▸ Source
※

A permaculture garden – ‘Permahaven’ – located on the CBS campus, opposite the Kilen building and very close to Fasanvej Metro Station. Permahaven serves as a hub for learning and communicating about sustainability where the local community can share their knowledge among themselves and contribute to increasing biodiversity and well-being in the municipality, side by side with CBS students and staff. The overall aim is to offer a means for CBS to strengthen its efforts to ‘walk the talk’ when it comes to practising sustainability and biodiversity in everyday campus life, and to offer educational opportunities in these areas.
Urban gardening is a growing movement worldwide, offering multiple environmental and social benefits. These include enhanced biodiversity in cities, greater energy efficiency in buildings, production of locally-grown, organic vegetables, integration of local community both as producers and consumers, enhanced wellbeing, and learning opportunities. Permaculture principles and tools are increasingly being used to support urban gardening projects in Denmark, and universities beyond Denmark, notably in the US and Canada, are also drawing on permaculture to design campus initiatives to increase sustainability, diversity and wellbeing (e.g. initiative at UMass Boston). We therefore believe that permaculture offers an ideal and inspiring environmental design framework to create this cutting-edge sustainability and biodiversity learning environment at CBS.
The term ‘permaculture’ stands for ‘permanent agriculture’, and was coined by Bill Mollison in 1978, who defined it as follows:
“The conscious design and maintenance of agriculturally productive systems which have the diversity, stability, and resilience of natural ecosystems. It is the harmonious integration of the landscape with people providing their food, energy, shelter and other material and non-material needs in a sustainable way.”
Permaculture offers a holistic framework for creating regenerative ways of living that are based on observing, imitating and working with nature rather than against it, in order to enhance resilience, diversity, productivity and stability (Hopkins 2020; Permaculturenews.org 2020). Although permaculture supports, and is often associated with, the term ‘sustainability’, permaculturists generally prefer the concept of regeneration, which captures the goal to give back to the ecosystem around us at the same time as taking care of our own needs; and on improving the current state of affairs, whether this be biodiversity, the quality of the soil or the degree of wellbeing in a community.

※

▸ Required work
• A. Can you duplicate the Permahaven text starting with "Urban gardening is" and going on through "environment at CBS."?
• B. How would you sum up the Permahaven text in two sentences?
• C. Answer these questions from the Permahaven text, marking each answer the same way:
(i) Which metro station is Permahaven very close to?
(ii) Which university initiative is given as an example of drawing on permaculture?
(iii) Which concept do permaculturists generally prefer to "sustainability"?
The rows after the Permahaven text have no connection to it.

※

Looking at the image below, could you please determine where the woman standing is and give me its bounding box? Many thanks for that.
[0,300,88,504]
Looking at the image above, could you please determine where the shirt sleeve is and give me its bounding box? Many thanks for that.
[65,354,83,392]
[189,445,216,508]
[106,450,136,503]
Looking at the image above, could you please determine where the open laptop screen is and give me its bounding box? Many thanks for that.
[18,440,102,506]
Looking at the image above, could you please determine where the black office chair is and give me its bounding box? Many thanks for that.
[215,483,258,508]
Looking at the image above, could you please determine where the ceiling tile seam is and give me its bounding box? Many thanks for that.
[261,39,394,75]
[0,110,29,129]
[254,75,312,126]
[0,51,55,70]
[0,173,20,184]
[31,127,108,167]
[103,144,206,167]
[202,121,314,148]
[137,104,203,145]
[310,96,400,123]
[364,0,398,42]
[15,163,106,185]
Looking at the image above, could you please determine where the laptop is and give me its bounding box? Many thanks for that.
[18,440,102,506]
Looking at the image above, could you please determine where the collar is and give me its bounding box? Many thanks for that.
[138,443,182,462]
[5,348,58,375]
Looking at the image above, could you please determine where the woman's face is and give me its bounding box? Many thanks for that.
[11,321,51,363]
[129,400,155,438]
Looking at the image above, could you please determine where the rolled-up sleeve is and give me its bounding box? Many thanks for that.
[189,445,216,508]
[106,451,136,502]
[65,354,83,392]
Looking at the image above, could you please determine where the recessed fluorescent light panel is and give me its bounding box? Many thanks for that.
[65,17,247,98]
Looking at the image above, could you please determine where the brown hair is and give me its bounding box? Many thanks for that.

※

▸ Worked answers
• A.
Urban gardening is a growing movement worldwide, offering multiple environmental and social benefits. These include enhanced biodiversity in cities, greater energy efficiency in buildings, production of locally-grown, organic vegetables, integration of local community both as producers and consumers, enhanced wellbeing, and learning opportunities. Permaculture principles and tools are increasingly being used to support urban gardening projects in Denmark, and universities beyond Denmark, notably in the US and Canada, are also drawing on permaculture to design campus initiatives to increase sustainability, diversity and wellbeing (e.g. initiative at UMass Boston). We therefore believe that permaculture offers an ideal and inspiring environmental design framework to create this cutting-edge sustainability and biodiversity learning environment at CBS.

• B. Permahaven is a permaculture garden on the CBS campus that serves as a hub for learning and communicating about sustainability, where the local community can share knowledge and help increase biodiversity and well-being alongside CBS students and staff. Permaculture, a term for "permanent agriculture" coined by Bill Mollison in 1978, is presented as an ideal design framework for this, offering a holistic approach based on working with nature rather than against it.

• C.
(i) Fasanvej Metro Station
(ii) The initiative at UMass Boston
(iii) Regeneration